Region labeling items
* Start *
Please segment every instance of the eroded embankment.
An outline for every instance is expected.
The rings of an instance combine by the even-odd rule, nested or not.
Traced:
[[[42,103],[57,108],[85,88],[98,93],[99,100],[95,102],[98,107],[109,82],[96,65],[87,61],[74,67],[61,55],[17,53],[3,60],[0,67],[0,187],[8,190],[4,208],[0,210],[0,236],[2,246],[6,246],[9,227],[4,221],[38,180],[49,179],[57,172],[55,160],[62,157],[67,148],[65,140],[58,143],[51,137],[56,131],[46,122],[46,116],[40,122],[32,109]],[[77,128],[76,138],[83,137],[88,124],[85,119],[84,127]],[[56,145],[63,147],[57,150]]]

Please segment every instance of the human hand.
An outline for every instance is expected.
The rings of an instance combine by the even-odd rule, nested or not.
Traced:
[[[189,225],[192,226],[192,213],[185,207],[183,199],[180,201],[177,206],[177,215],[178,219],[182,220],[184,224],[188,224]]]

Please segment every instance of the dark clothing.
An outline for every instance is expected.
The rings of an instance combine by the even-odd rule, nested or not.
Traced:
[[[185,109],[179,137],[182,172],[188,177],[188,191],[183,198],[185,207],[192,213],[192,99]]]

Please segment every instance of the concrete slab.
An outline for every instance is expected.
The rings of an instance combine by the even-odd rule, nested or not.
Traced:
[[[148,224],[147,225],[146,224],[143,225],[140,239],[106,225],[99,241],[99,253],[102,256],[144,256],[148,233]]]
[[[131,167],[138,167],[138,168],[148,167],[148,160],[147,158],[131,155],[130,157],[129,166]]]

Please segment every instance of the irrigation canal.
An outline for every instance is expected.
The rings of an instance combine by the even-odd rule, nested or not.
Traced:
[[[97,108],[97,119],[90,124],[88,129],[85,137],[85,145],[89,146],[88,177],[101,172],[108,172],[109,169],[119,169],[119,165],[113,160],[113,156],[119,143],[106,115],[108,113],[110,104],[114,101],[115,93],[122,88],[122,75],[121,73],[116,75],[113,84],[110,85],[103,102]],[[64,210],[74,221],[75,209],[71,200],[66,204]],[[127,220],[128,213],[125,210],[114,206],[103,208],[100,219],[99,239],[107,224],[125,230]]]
* End *
■ What you need to do
Write out each line of the rows above word for word.

■ Correct answer
Please segment every instance of the eroded embankment.
An outline for every instance is expected.
The rings of an instance combine by the even-odd rule, nested or not.
Traced:
[[[42,103],[57,108],[85,88],[98,93],[99,100],[95,102],[98,107],[109,82],[96,65],[87,61],[74,67],[61,55],[17,53],[3,60],[0,67],[0,187],[8,190],[4,208],[0,210],[0,236],[2,246],[6,246],[9,227],[4,221],[38,180],[49,179],[57,172],[55,160],[62,157],[67,148],[65,140],[58,143],[51,137],[56,131],[46,122],[46,116],[40,122],[32,109]],[[77,128],[76,138],[83,137],[88,124],[85,119],[84,127]],[[56,145],[63,147],[57,150]]]

Please segment every instance of the human hand.
An outline for every instance is expected.
The rings of an instance combine by the even-odd rule, nested or not.
Traced:
[[[189,225],[192,226],[192,213],[185,207],[183,199],[180,201],[177,206],[177,215],[178,219],[182,220],[184,224],[188,224]]]

Please segment every instance of the dark clothing.
An outline for every instance is expected.
The rings of an instance combine by the even-odd rule, nested or not.
Traced:
[[[185,109],[179,137],[182,172],[188,177],[188,191],[183,198],[185,207],[192,213],[192,99]]]

Please segment every instance of the concrete slab.
An outline for every instance is expected.
The rings of an instance combine by the even-odd rule, nested or not.
Traced:
[[[148,224],[147,225],[146,224],[143,225],[140,239],[106,225],[99,241],[99,253],[102,256],[144,256],[148,233]]]
[[[131,167],[138,167],[138,168],[148,167],[148,160],[147,158],[131,155],[130,157],[129,166]]]

Please segment every instance of the irrigation canal.
An outline for every instance is expected.
The rings of an instance combine by the even-odd rule, nested or not.
Traced:
[[[97,108],[97,119],[90,124],[88,129],[85,137],[85,145],[89,146],[88,177],[101,172],[108,172],[109,169],[119,169],[119,165],[113,160],[113,156],[119,143],[106,115],[108,113],[110,104],[114,101],[115,93],[122,88],[122,75],[121,73],[116,75],[113,84],[110,85],[103,102]],[[64,210],[74,221],[75,209],[71,200],[66,204]],[[127,220],[128,213],[125,210],[114,206],[103,208],[100,219],[99,239],[107,224],[125,230]]]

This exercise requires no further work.